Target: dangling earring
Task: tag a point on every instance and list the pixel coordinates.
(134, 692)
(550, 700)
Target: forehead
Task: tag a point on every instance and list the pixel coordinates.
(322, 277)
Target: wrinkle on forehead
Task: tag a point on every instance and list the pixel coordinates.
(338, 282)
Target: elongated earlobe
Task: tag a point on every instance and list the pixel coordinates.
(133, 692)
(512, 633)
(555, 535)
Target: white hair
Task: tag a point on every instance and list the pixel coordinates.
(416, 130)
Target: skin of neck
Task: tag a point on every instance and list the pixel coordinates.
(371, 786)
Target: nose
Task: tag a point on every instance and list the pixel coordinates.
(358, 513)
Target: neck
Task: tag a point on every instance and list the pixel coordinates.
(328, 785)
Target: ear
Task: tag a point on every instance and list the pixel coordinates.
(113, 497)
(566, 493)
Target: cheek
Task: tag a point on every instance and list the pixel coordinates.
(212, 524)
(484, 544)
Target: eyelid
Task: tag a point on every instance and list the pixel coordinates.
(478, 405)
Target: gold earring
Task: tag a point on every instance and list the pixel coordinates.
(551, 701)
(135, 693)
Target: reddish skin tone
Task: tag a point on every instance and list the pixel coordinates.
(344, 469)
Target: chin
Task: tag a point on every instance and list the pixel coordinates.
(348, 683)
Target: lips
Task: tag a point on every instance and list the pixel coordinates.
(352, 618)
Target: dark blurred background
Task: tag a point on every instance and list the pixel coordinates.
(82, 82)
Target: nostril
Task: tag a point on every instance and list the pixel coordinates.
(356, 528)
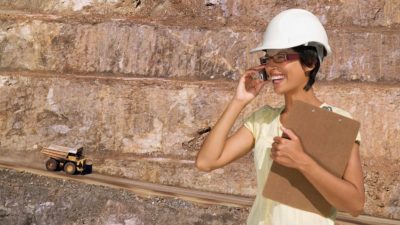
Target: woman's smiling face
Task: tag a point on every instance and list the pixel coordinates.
(288, 76)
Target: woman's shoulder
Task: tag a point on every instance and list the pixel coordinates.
(337, 110)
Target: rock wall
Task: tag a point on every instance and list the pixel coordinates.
(136, 82)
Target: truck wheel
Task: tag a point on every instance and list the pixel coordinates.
(70, 168)
(52, 164)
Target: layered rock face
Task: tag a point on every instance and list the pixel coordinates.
(137, 82)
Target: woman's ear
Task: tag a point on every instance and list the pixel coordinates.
(308, 69)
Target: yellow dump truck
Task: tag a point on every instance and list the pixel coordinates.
(69, 159)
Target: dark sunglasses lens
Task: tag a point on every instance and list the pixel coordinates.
(263, 60)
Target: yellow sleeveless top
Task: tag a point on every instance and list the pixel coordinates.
(264, 125)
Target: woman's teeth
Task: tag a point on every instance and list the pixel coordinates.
(277, 78)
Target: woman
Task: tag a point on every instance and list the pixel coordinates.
(295, 43)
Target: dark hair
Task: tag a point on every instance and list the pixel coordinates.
(309, 57)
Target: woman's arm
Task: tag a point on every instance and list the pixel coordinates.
(217, 149)
(345, 194)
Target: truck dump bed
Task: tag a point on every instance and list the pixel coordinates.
(60, 152)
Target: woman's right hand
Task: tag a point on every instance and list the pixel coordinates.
(248, 87)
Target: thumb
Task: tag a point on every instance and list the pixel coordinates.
(289, 133)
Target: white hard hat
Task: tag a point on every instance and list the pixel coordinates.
(292, 28)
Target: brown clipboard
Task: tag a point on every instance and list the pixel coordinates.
(328, 138)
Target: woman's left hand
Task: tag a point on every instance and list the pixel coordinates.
(289, 152)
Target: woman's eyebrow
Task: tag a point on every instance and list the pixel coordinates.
(285, 52)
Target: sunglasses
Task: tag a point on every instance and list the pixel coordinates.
(279, 58)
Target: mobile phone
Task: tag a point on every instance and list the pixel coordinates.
(262, 74)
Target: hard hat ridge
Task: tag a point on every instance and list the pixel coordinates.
(295, 27)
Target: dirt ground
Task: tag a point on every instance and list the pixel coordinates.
(26, 198)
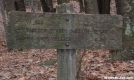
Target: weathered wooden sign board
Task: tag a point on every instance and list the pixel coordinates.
(64, 31)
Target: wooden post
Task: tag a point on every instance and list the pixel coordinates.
(66, 57)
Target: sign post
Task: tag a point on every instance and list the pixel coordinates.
(65, 32)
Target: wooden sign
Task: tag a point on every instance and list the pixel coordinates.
(64, 31)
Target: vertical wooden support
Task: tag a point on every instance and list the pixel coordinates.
(66, 57)
(66, 64)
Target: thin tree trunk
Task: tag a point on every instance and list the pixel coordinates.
(104, 6)
(50, 5)
(62, 1)
(81, 5)
(126, 9)
(44, 6)
(91, 6)
(2, 9)
(19, 5)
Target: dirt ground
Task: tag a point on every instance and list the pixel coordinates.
(41, 64)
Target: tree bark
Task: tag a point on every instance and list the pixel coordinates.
(19, 5)
(50, 5)
(44, 6)
(91, 6)
(104, 6)
(62, 1)
(126, 9)
(81, 5)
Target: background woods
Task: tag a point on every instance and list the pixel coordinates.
(41, 64)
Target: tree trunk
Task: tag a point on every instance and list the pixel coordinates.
(19, 5)
(126, 9)
(62, 1)
(104, 6)
(91, 6)
(2, 9)
(81, 5)
(44, 6)
(50, 5)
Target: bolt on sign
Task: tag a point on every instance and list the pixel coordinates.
(64, 31)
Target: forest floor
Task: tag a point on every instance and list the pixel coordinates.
(41, 64)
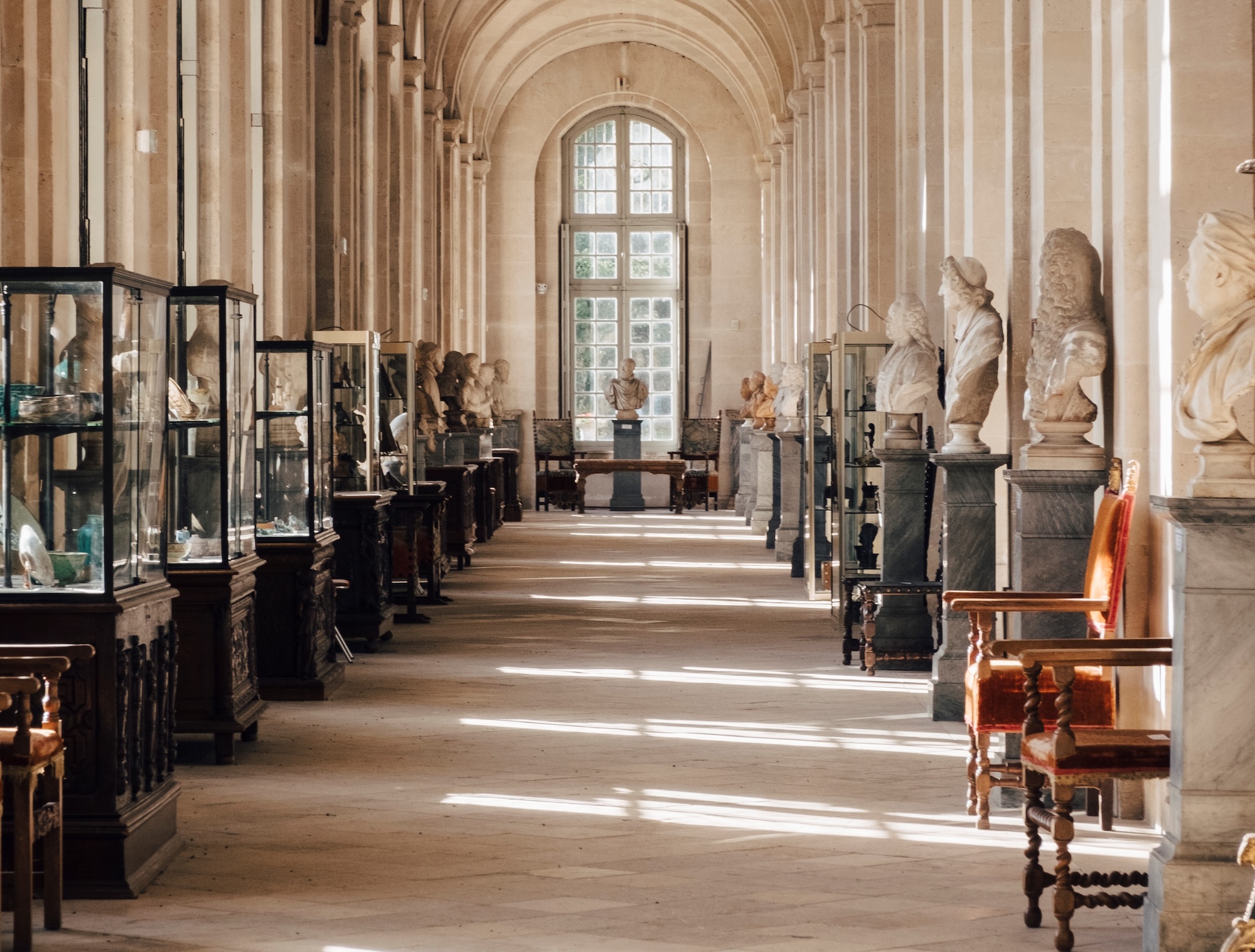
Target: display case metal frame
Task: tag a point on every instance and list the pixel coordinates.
(361, 347)
(852, 468)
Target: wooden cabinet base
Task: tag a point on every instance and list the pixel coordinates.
(117, 711)
(296, 619)
(216, 613)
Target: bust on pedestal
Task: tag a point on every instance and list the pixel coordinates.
(627, 393)
(1195, 887)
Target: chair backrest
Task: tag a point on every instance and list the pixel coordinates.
(555, 439)
(1109, 548)
(700, 436)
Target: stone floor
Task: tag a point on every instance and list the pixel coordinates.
(628, 734)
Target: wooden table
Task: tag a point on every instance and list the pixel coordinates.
(673, 469)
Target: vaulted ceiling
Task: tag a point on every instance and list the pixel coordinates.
(484, 51)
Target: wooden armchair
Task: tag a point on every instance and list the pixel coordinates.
(995, 686)
(26, 755)
(555, 442)
(1070, 757)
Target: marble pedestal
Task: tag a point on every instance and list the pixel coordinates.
(747, 473)
(628, 496)
(1052, 520)
(766, 485)
(1197, 887)
(903, 623)
(969, 542)
(790, 532)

Problem requirements:
Take every line from the one containing "Target: chair backrest" to the end of the listing and output it exactly, with nothing else.

Task result:
Target: chair backrest
Task: tag a point on every instance and list the pixel coordinates.
(555, 439)
(1109, 548)
(700, 436)
Target: stone floor
Task: tag a point on every instance and list the pixel coordinates.
(628, 734)
Target: wooden table
Task: tag a point on every instance and list the pixel coordinates.
(673, 469)
Target: vaulted ceiling
Task: tag a point on every instance and list the pixel coordinates.
(484, 51)
Target: wooden armchair
Task: tag a point on every instance and list the pixel coordinates.
(995, 686)
(26, 755)
(555, 442)
(1070, 757)
Target: marble pedestal
Task: tag a point on every instance and list the pixel coordinates.
(747, 473)
(628, 496)
(1052, 520)
(766, 485)
(1197, 887)
(903, 623)
(969, 542)
(790, 532)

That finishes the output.